## Begin

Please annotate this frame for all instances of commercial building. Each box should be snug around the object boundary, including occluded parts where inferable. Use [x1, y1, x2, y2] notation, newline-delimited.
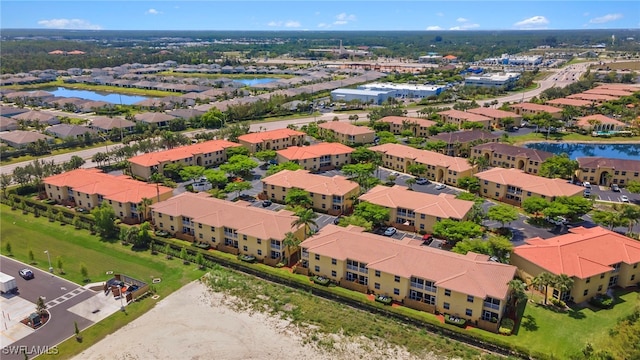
[262, 170, 360, 215]
[43, 168, 173, 224]
[511, 226, 640, 303]
[300, 225, 516, 331]
[276, 143, 353, 171]
[471, 143, 553, 174]
[378, 116, 437, 137]
[464, 73, 520, 90]
[369, 144, 475, 186]
[359, 185, 473, 233]
[238, 128, 305, 154]
[129, 140, 241, 180]
[318, 121, 376, 146]
[476, 168, 584, 206]
[576, 157, 640, 186]
[151, 192, 304, 265]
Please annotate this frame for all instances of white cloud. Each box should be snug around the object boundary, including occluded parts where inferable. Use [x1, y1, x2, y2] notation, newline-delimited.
[333, 13, 356, 25]
[38, 19, 102, 30]
[589, 14, 622, 24]
[513, 15, 549, 29]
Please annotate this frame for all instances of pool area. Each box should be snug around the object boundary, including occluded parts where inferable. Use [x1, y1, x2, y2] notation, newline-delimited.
[525, 142, 640, 160]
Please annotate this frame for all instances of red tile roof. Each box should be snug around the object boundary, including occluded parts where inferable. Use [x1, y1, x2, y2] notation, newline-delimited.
[129, 140, 242, 166]
[43, 169, 173, 204]
[358, 185, 473, 219]
[238, 129, 305, 144]
[300, 225, 516, 299]
[262, 170, 359, 196]
[513, 226, 640, 279]
[369, 144, 472, 172]
[276, 143, 353, 160]
[151, 192, 298, 241]
[475, 168, 583, 197]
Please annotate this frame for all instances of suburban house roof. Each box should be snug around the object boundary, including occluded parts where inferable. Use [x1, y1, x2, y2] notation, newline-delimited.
[46, 124, 96, 138]
[576, 157, 640, 172]
[43, 168, 173, 204]
[151, 192, 298, 240]
[276, 143, 353, 160]
[238, 129, 305, 144]
[129, 140, 242, 166]
[262, 170, 359, 196]
[475, 168, 583, 197]
[0, 130, 53, 145]
[509, 103, 562, 114]
[135, 112, 176, 124]
[547, 98, 593, 107]
[467, 107, 520, 119]
[318, 121, 375, 135]
[429, 129, 500, 144]
[91, 116, 136, 130]
[369, 144, 473, 172]
[379, 116, 437, 128]
[358, 185, 473, 219]
[300, 224, 516, 299]
[513, 226, 640, 279]
[438, 109, 492, 122]
[576, 114, 627, 128]
[472, 143, 554, 162]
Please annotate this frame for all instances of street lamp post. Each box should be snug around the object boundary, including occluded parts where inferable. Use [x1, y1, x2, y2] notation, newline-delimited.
[44, 250, 53, 274]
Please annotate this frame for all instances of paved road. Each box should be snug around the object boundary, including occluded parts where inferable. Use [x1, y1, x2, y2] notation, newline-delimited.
[0, 256, 95, 360]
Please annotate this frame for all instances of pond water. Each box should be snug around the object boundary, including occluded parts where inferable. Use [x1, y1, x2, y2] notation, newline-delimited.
[525, 142, 640, 160]
[42, 87, 149, 105]
[233, 78, 278, 86]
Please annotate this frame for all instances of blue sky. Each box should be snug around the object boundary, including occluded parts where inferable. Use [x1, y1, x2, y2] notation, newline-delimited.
[0, 0, 640, 31]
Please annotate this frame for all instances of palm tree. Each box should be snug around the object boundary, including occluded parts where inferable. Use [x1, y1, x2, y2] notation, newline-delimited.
[282, 231, 301, 264]
[291, 209, 318, 239]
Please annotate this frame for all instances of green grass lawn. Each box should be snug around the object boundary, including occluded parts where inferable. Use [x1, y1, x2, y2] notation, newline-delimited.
[473, 291, 639, 359]
[0, 205, 204, 359]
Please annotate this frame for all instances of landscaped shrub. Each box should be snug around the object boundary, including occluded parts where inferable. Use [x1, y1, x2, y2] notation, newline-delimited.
[498, 318, 515, 335]
[589, 294, 613, 309]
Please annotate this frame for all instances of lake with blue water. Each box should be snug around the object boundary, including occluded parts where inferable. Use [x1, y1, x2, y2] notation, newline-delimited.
[42, 87, 150, 105]
[525, 142, 640, 160]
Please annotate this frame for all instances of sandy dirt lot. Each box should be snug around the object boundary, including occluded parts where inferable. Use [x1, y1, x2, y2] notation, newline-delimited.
[74, 282, 435, 360]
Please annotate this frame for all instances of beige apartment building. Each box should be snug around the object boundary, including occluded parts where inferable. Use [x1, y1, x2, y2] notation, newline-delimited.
[318, 121, 376, 146]
[43, 168, 173, 224]
[378, 116, 437, 137]
[262, 170, 360, 215]
[576, 157, 640, 186]
[475, 168, 584, 206]
[238, 128, 305, 154]
[276, 143, 353, 171]
[129, 140, 241, 180]
[369, 144, 476, 186]
[300, 225, 516, 331]
[151, 192, 304, 265]
[511, 226, 640, 303]
[359, 185, 473, 233]
[471, 143, 554, 174]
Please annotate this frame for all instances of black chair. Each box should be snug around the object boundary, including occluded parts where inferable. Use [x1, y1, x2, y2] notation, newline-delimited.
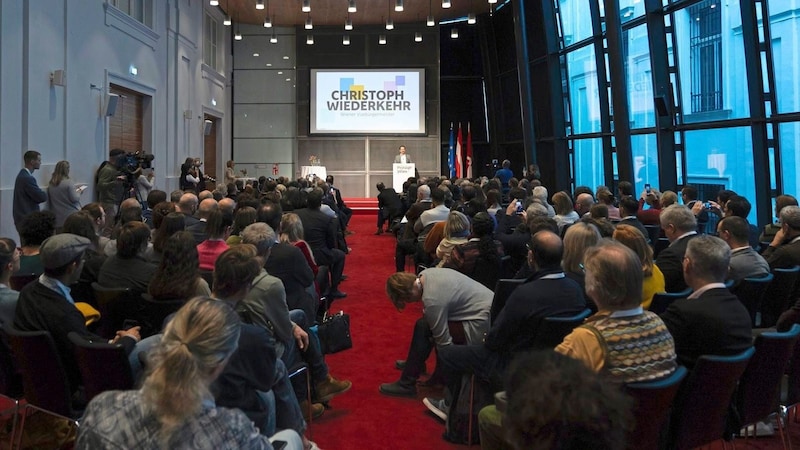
[731, 273, 775, 328]
[625, 366, 688, 450]
[4, 326, 80, 417]
[67, 331, 133, 402]
[650, 288, 692, 314]
[136, 294, 186, 339]
[490, 278, 525, 323]
[760, 266, 800, 328]
[668, 347, 755, 450]
[530, 308, 592, 349]
[736, 324, 800, 448]
[8, 273, 40, 291]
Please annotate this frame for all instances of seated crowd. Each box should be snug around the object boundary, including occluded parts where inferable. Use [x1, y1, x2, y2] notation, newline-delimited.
[376, 171, 800, 449]
[0, 173, 352, 449]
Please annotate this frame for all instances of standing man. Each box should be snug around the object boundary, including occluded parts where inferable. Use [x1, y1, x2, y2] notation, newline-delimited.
[394, 145, 413, 164]
[13, 150, 47, 231]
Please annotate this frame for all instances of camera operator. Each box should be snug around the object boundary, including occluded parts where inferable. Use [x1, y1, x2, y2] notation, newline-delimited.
[95, 148, 126, 237]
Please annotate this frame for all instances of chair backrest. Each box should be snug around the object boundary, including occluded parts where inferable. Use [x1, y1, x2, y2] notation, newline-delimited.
[761, 266, 800, 328]
[136, 294, 186, 339]
[650, 288, 692, 314]
[731, 273, 775, 327]
[625, 366, 688, 450]
[8, 273, 39, 291]
[669, 347, 755, 449]
[736, 324, 800, 428]
[490, 278, 525, 323]
[67, 331, 133, 401]
[92, 283, 139, 338]
[4, 325, 73, 417]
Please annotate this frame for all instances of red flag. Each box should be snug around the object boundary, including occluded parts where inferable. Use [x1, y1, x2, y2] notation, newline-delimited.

## End

▸ EXERCISE AIM
Rewrite every entry with "annotate" swapped for "label" and everything else kept the same. Leave out the pictures.

▸ SOLUTION TO THIS PROBLEM
Please label this frame for all instances of commercial building. Each box should be snug around the object boundary, including occluded parts where inferable. Use [x1, y1, x2, y2] notation, newline-delimited.
[262, 170, 360, 215]
[43, 168, 173, 224]
[511, 226, 640, 303]
[300, 225, 516, 331]
[276, 143, 353, 171]
[471, 143, 553, 174]
[378, 116, 437, 137]
[464, 73, 520, 90]
[369, 144, 475, 186]
[359, 185, 473, 233]
[238, 128, 305, 154]
[129, 140, 241, 180]
[318, 121, 376, 146]
[476, 168, 584, 206]
[576, 157, 640, 186]
[151, 192, 304, 265]
Please label this frame for all instances of white cloud. Each box should be snug around the object boundary, including occluded parts where inferable. Use [x1, y1, x2, y2] notation, newline-delimited.
[333, 13, 356, 25]
[38, 19, 102, 30]
[589, 14, 622, 24]
[513, 15, 549, 29]
Please label this frame for all instances of pool area. Each box should be snug around the object boundary, including occluded parts where inferable. Use [x1, y1, x2, y2] notation, newline-delimited.
[525, 142, 640, 160]
Please label this frame for all instances of red tile roof. Each box should be snug around the object boundary, including occluded parts where inferable. Use [x1, y1, x2, y2] notation, newline-delimited.
[129, 140, 242, 166]
[43, 169, 173, 204]
[358, 185, 473, 219]
[238, 129, 305, 144]
[300, 225, 516, 299]
[262, 170, 359, 196]
[513, 226, 640, 279]
[369, 144, 472, 172]
[276, 143, 353, 160]
[151, 192, 298, 241]
[475, 168, 583, 197]
Please label this frame for all instances of suburban house roof. Each box should be snug around the object boundary, including occluded parts where inferable. Use [x1, y1, x2, y2] notation, newline-delimited.
[46, 124, 96, 138]
[576, 157, 640, 172]
[43, 168, 173, 204]
[151, 192, 298, 240]
[276, 143, 353, 160]
[238, 129, 305, 144]
[129, 140, 242, 166]
[262, 170, 359, 196]
[475, 168, 583, 197]
[0, 130, 53, 145]
[509, 103, 562, 114]
[135, 112, 176, 124]
[547, 98, 593, 107]
[467, 107, 520, 119]
[318, 121, 375, 135]
[429, 129, 500, 144]
[91, 116, 136, 130]
[369, 144, 473, 172]
[379, 116, 437, 128]
[358, 185, 473, 219]
[300, 224, 516, 299]
[513, 226, 640, 279]
[438, 109, 492, 122]
[576, 114, 627, 128]
[472, 143, 554, 162]
Please label this frame for all instances of street lamp post. Each box should be snug around the object boundary, including occluded parts where inferable. Use [x1, y1, x2, y2] notation, newline-delimited.
[44, 250, 53, 274]
Please label this frame for all instances of paved road. Each box should be snug around the object boundary, including occluded parts where inferable. Use [x1, y1, x2, y2] notation, newline-delimited.
[0, 256, 95, 360]
Please label this frame for all instances of pond water. Each box should be snug around the object boundary, including occluded parts where inferable. Use [x1, y1, x2, y2] notation, newline-delimited.
[525, 142, 640, 160]
[42, 87, 149, 105]
[233, 78, 278, 86]
Please label this frame for all instances of blue sky. Each box should be snug around the object boundary, including occluded parts where inferable. Use [x1, y1, x2, y2] notation, newline-delimited.
[0, 0, 640, 31]
Please label this frame for all instances of palm tree. Each box should be snug around the object boundary, including occluded parts where inferable. Use [x1, y1, x2, y2] notation, newline-delimited.
[282, 231, 301, 264]
[291, 209, 318, 239]
Please label this frame for all instances of green grass lawn. Each box should be snug around the object boundary, including occluded parts where inferable. Use [x1, y1, x2, y2] notation, newline-delimited.
[473, 291, 639, 359]
[0, 205, 204, 359]
Please label this frame for all instances of landscaped shrub. Each box should be snug around the object boundary, including occluded parts where inferable. Use [x1, y1, x2, y2] notation, newline-delimited.
[498, 318, 515, 335]
[589, 294, 613, 309]
Please label this frame for all instances of lake with blue water. Each box should be snug around the object boundary, including occluded parts where inferable. Use [x1, y1, x2, y2] notation, newline-delimited.
[42, 87, 150, 105]
[525, 142, 640, 160]
Please label this frame for all instances of sandy dirt lot. Each box should be snug around the object boundary, including occluded parts where inferable. Use [x1, y1, x2, y2] notation, newline-delimited.
[74, 282, 435, 360]
Please label this frame for all instances of beige apartment building. Each box should be snug around the object boundary, including occluded parts where inferable. Use [x1, y1, x2, y2] notation, newline-delimited.
[318, 121, 376, 146]
[43, 168, 173, 224]
[378, 116, 437, 137]
[262, 170, 360, 215]
[576, 157, 640, 186]
[475, 168, 584, 206]
[238, 128, 305, 154]
[276, 143, 353, 171]
[129, 140, 241, 180]
[369, 144, 476, 186]
[300, 225, 516, 331]
[151, 192, 304, 265]
[511, 226, 640, 303]
[359, 185, 473, 233]
[471, 143, 554, 174]
Please label this frame for all instances of black chair. Each box should be snug around the object boundary, including occluded parts where inferable. Use [x1, y1, x2, y2] notation, newline-delimited.
[731, 273, 775, 328]
[625, 366, 688, 450]
[4, 326, 80, 417]
[67, 331, 133, 402]
[650, 288, 692, 314]
[136, 294, 186, 339]
[490, 278, 525, 323]
[760, 266, 800, 328]
[668, 347, 755, 450]
[530, 308, 592, 349]
[736, 324, 800, 448]
[8, 273, 40, 291]
Please label this frame for all instances of seated crowd. Each box should be snug around the object boundary, including occluded parts where inferable. Use [x1, y1, x2, y2] notation, newline-delimited.
[376, 171, 800, 449]
[0, 173, 352, 449]
Please label this frame for all instances of standing man. Each box should be snug around the object boundary, including occluded parts where inferable. Use [x1, y1, x2, y2] notation, newline-delimited.
[394, 145, 413, 164]
[13, 150, 47, 231]
Please label this frame for all instances of camera operator. Each box should be snug around the object boundary, including occluded parts where inferable. Use [x1, y1, x2, y2] notation, newline-delimited.
[95, 148, 126, 237]
Please label this frame for all instances of chair backrest. Each box should be snug around the object boundary, including occluded parts where inferable. Use [x1, y1, x2, y2] notation, newline-delimited.
[761, 266, 800, 328]
[136, 294, 186, 339]
[650, 288, 692, 314]
[731, 273, 775, 327]
[625, 366, 688, 450]
[8, 273, 39, 291]
[669, 347, 755, 449]
[736, 324, 800, 428]
[490, 278, 525, 323]
[67, 331, 133, 401]
[92, 283, 139, 338]
[4, 325, 73, 417]
Please label this frame for all instances of red flag. Each box should be snug around the object boundary, including occluded parts where inferable. Use [x1, y1, x2, y2] notation, newline-delimited.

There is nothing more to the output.